Poor lighting and video noise from small image sensors are the main reasons why Zoom video seems grainy. Under poor lighting, the camera will boost the signal from each pixel on the sensor to try and brighten the image. However, this also boosts the video noise, which appears as grain in the image.
Obviously, you can’t make those tiny pixels produce less video noise but you can make your Zoom video, in fact, any video, look much less grainy. Here’s how to avoid grainy video.
Use good lighting for better Zoom video quality
Without doing anything else, good lighting will make the biggest difference in improving your Zoom video quality from your existing camera. That’s true, whether you’re using a webcam, smartphone, or DSLR.
IN A HURRY? In the table below, we’ve researched four products that can help you avoid grainy video on your Zoom meetings and calls.
Last update on 2021-06-14 / Affiliate links / Images from Amazon Product Advertising API
Use natural window light
Daylight produces beautiful lighting for video and photos, that’s why the majority of wedding photos are taken outside. So it shouldn’t be surprising that daylight can also improve your Zoom meeting video.
Use the daylight that’s pouring in through your window. For best results, you want a large window since it will let in plenty of daylight. If you have curtains or blinds, open them. The aim is to use your office window as a huge light, or window light. Effectively, it’ll be a little like a photographer’s softbox that produces soft and flattering light.
The window light will illuminate both you and your office, but the amount of light does drop off as you move back away from the window. So, to avoid grainy Zoom video make sure you are close to the window, where the illumination will be brightest.
To demonstrate the difference between the illuminance close to a window and a litter further away I took a couple of images of myself on my iPhone. I also measured the illuminance using the LUX app. You can see the results below.
At 3ft from the window I set and locked the exposure before taking a picture and measured the illuminance as 1,323Lux. Moving 6ft back to 9ft from the window I took another photo and measured the illuminance as 674 Lux. Clearly moving just 6ft further away made a significant in the illumination.
Normally you wouldn’t notice this difference in illumination on your webcam or smartphone because the camera automatically adjusts the exposure. But in doing so the video noise, or graininess, will also be boosted, which is what we want to avoid.
So, if you don’t have a video light, the first step in avoiding grainy Zoom video could be to move closer to your window.
Use a video light for video conferencing
If your office doesn’t have a large window or if your desk is against a side wall and not at the window then you might need to use an LED video light. I would recommend using a small LED panel light or a ring light for Zoom meetings. If you have a little more space and wear glasses a better option may be a pair of LED lights with softboxes. You’ll be able to place them a little off to each side of your camera so that the reflections aren’t visible in your video. You can read more in these articles.
- Best LED lighting for video conferencing
- Best Ring Light for Zoom Calls, Meetings, and Video Conferencing
- Neewer Bi-Color 660 LED Video Light With Softbox Review
Add some light to your room background or backdrop
If you take a closer look at the photo of me at 3ft from my office window you may notice not all the graininess has disappeared.
Look at the office background and you should notice something. Anything that is light or light-colored isn’t grainy but the mid-tones, such as the ceiling, and the shadows show significant grain. You should notice the difference if you compare the darker areas with the white of the PC monitor to the right, and the yellow hi-viz vest to the left, plus the white boiler on the back wall (which is next to a window). All these are relatively free of video noise or grain.

## Excerpted data
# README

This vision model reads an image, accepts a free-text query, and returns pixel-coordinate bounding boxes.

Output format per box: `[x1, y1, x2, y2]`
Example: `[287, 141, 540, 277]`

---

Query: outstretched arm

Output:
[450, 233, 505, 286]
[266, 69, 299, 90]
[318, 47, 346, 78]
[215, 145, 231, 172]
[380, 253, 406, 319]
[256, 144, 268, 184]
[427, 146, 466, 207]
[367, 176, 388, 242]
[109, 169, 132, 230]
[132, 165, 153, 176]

## Requirement
Continue the article about avoiding grainy Zoom video, which appears above the listing, picking up right after its last sentence.

## The result
So now that you know how to make yourself look much better how do you do the same for your background?
The first thing to consider is to switch on the room light. This should make a difference but if there are areas that you want to improve further set up a few discrete table lamps or desk lights.
If you need more light to spill over a wider area and fill those shadows you could get a video umbrella light. Shoot through umbrella lights are far less directional than softboxes or LED panels and have a tendency to also spill light off to the sides.
If you want a creatively stylish look to your office background you could add some small RGB LED panel lights. Place them pointing upwards on desks and shelves to add some color highlights to the walls.
Lighten up your background and clothes
If your office background has some dark objects and video noise is appearing in those areas consider whether you can lighten them. Perhaps all it will take is adding some extra light, as mentioned above. If the dark object is a couch or other piece of furniture could you cover it with something that’s much lighter? But if those dark or black objects are laptop cases, boxes, etc. you could just move them so they’re out of sight.
If what’s in your office background is a problem and you can’t make it look lighter you could set up a white backdrop just behind you.
You could use an ironed sheet or get a collapsible white backdrop like this 5’x7’ white backdrop from Neewer, although you may also need a support stand.
Finally, consider what you’re wearing. Black or dark colors reflect less light, so they might be a problem for you. White or light shades will appear better on webcams and smartphone cameras.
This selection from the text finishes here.